Top of Excerpted data

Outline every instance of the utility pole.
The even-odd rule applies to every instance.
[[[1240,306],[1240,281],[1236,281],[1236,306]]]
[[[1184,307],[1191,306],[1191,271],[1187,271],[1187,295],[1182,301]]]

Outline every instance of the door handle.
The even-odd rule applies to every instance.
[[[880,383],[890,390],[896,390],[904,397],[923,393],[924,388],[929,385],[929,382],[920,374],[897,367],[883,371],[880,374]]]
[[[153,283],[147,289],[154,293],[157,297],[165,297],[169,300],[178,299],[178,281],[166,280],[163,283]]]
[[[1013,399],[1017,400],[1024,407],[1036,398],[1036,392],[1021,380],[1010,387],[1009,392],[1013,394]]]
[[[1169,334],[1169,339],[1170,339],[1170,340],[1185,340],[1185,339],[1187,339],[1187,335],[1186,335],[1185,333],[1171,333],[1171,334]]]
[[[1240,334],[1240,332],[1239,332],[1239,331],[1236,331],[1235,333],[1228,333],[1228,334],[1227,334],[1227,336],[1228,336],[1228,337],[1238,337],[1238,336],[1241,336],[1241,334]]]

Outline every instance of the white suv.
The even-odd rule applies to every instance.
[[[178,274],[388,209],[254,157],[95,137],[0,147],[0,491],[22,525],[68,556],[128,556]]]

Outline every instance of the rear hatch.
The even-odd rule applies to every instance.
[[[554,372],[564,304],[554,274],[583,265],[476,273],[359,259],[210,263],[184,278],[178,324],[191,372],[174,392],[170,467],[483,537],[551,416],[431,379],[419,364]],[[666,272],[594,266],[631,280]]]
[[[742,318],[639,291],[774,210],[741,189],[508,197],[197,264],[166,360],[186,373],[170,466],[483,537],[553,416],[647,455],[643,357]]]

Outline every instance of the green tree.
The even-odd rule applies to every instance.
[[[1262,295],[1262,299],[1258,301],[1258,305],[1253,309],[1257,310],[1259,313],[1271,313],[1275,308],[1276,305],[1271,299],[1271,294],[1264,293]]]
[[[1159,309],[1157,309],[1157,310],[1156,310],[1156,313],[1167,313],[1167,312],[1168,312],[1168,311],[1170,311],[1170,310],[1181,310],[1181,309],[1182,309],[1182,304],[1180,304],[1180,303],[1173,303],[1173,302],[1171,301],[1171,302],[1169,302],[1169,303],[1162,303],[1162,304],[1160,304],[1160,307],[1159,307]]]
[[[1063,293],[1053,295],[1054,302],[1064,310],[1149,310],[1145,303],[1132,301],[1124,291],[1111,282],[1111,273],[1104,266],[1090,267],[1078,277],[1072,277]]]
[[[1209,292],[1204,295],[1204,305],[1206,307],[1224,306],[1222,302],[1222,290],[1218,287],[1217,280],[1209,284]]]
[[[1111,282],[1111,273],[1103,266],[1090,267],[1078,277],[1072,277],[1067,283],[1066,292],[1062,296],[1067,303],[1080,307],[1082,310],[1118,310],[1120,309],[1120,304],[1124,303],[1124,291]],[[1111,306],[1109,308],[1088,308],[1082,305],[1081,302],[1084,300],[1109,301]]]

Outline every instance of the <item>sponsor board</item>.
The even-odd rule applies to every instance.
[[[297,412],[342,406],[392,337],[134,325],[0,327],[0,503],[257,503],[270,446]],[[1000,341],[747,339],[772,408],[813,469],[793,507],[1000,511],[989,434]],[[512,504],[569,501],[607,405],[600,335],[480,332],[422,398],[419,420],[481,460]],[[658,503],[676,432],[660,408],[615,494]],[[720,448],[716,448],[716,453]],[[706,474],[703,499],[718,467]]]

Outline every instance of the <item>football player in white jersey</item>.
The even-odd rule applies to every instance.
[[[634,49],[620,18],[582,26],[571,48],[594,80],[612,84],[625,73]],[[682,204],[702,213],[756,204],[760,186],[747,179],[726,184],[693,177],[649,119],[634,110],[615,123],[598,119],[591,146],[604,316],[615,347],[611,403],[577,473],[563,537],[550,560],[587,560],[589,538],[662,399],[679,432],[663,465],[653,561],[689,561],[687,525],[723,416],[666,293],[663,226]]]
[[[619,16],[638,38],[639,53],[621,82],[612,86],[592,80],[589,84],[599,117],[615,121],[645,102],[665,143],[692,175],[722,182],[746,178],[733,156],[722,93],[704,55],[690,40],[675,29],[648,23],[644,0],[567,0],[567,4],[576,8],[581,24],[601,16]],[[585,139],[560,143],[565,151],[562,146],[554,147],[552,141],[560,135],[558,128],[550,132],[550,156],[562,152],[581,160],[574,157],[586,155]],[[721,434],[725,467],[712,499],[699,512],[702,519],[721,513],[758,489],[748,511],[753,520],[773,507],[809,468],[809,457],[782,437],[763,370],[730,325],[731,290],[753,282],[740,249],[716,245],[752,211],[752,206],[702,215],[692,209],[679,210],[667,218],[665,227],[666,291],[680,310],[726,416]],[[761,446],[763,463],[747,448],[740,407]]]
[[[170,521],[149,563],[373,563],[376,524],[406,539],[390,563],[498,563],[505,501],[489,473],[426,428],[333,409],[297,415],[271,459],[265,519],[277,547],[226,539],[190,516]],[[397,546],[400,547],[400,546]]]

Bottom of Excerpted data

Reproduce all the records. Keep them exact, please.

Outline every instance of the utility pole.
The even-odd rule applies to every instance.
[[[1240,306],[1240,281],[1236,281],[1236,306]]]
[[[1184,307],[1191,306],[1191,271],[1187,271],[1187,295],[1182,301]]]

Outline every instance of the door handle.
The even-odd rule applies to every instance.
[[[880,383],[890,390],[896,390],[904,397],[923,393],[924,388],[929,385],[929,382],[920,374],[897,367],[883,371],[880,374]]]
[[[153,283],[147,289],[154,293],[157,297],[165,297],[169,300],[178,299],[178,281],[166,280],[163,283]]]
[[[1013,399],[1017,400],[1024,407],[1036,398],[1036,392],[1021,380],[1010,387],[1009,392],[1013,394]]]
[[[1169,334],[1169,339],[1170,339],[1170,340],[1185,340],[1185,339],[1187,339],[1187,335],[1186,335],[1185,333],[1171,333],[1171,334]]]
[[[1240,334],[1240,332],[1239,332],[1239,331],[1236,331],[1235,333],[1228,333],[1228,334],[1227,334],[1227,336],[1228,336],[1228,337],[1238,337],[1238,336],[1241,336],[1241,334]]]

Outline every instance of the white suv.
The even-odd rule applies to every instance.
[[[178,274],[388,209],[254,157],[95,137],[0,147],[0,491],[22,525],[68,556],[128,556]]]

Outline every instance of the rear hatch.
The even-odd rule applies to every instance.
[[[554,372],[564,304],[554,274],[583,265],[476,273],[359,259],[210,263],[184,278],[178,324],[191,372],[174,392],[170,467],[483,537],[551,416],[431,379],[419,364]],[[666,272],[594,266],[631,280]]]
[[[742,318],[639,291],[774,210],[741,189],[508,197],[197,264],[166,360],[186,373],[170,466],[483,537],[553,416],[647,455],[643,357]]]

Outline every instance of the green tree.
The even-odd rule applies to every instance.
[[[1262,295],[1262,299],[1258,301],[1258,305],[1253,309],[1257,310],[1259,313],[1271,313],[1275,308],[1276,305],[1271,299],[1271,294],[1264,293]]]
[[[1159,309],[1157,309],[1157,310],[1156,310],[1156,313],[1167,313],[1167,312],[1168,312],[1168,311],[1170,311],[1170,310],[1181,310],[1181,309],[1182,309],[1182,304],[1180,304],[1180,303],[1173,303],[1173,302],[1171,301],[1171,302],[1169,302],[1169,303],[1162,303],[1162,304],[1160,304],[1160,307],[1159,307]]]
[[[1063,293],[1053,295],[1054,302],[1064,310],[1149,310],[1145,303],[1132,301],[1124,291],[1111,282],[1111,273],[1104,266],[1090,267],[1078,277],[1072,277]]]
[[[1209,292],[1204,295],[1204,305],[1206,307],[1224,306],[1222,302],[1222,290],[1218,287],[1217,280],[1209,284]]]
[[[1111,282],[1111,273],[1103,266],[1090,267],[1078,277],[1072,277],[1067,283],[1066,292],[1062,296],[1067,303],[1080,307],[1082,310],[1118,310],[1120,309],[1120,304],[1124,303],[1124,291]],[[1111,306],[1109,308],[1088,308],[1082,305],[1081,302],[1084,300],[1109,301]]]

Outline every instance of the <item>sponsor board</item>.
The even-odd rule applies to every instance.
[[[297,412],[342,406],[392,337],[134,325],[0,327],[0,503],[257,503],[270,446]],[[1000,341],[747,339],[772,408],[813,469],[793,507],[1000,511],[989,434]],[[512,504],[569,501],[607,405],[600,335],[480,332],[422,398],[419,420],[481,460]],[[658,503],[676,432],[660,408],[615,494]],[[720,448],[716,448],[716,453]],[[706,474],[703,499],[718,467]]]

Outline every instance of the <item>football player in white jersey</item>.
The even-odd rule applies to every instance.
[[[634,49],[620,18],[582,26],[571,48],[594,80],[612,84],[625,73]],[[682,204],[702,213],[756,204],[760,186],[747,179],[726,184],[693,177],[649,119],[634,110],[615,123],[598,119],[591,146],[604,316],[615,347],[611,403],[577,473],[563,537],[550,560],[587,560],[589,538],[662,399],[679,432],[663,465],[653,561],[689,561],[687,525],[723,416],[666,293],[663,226]]]
[[[619,16],[638,38],[639,53],[621,82],[612,86],[592,80],[589,84],[599,117],[615,121],[645,102],[665,143],[692,175],[722,182],[746,178],[733,156],[722,93],[704,55],[690,40],[675,29],[648,23],[644,0],[567,0],[567,4],[576,8],[581,24],[601,16]],[[585,139],[560,143],[565,151],[562,146],[554,147],[552,141],[560,135],[558,128],[550,132],[550,156],[562,152],[581,160],[574,157],[586,155]],[[721,434],[725,467],[712,499],[699,512],[702,519],[721,513],[758,489],[748,511],[753,520],[773,507],[809,468],[809,457],[782,437],[763,370],[730,325],[731,290],[753,282],[740,249],[716,245],[752,211],[752,206],[702,215],[692,209],[679,210],[667,218],[665,227],[666,291],[680,310],[726,416]],[[761,446],[763,463],[747,448],[740,407]]]
[[[170,521],[149,563],[373,563],[376,524],[406,539],[390,563],[498,563],[505,501],[489,473],[426,428],[333,409],[297,415],[271,459],[265,519],[277,547],[226,539],[190,516]],[[397,546],[400,547],[400,546]]]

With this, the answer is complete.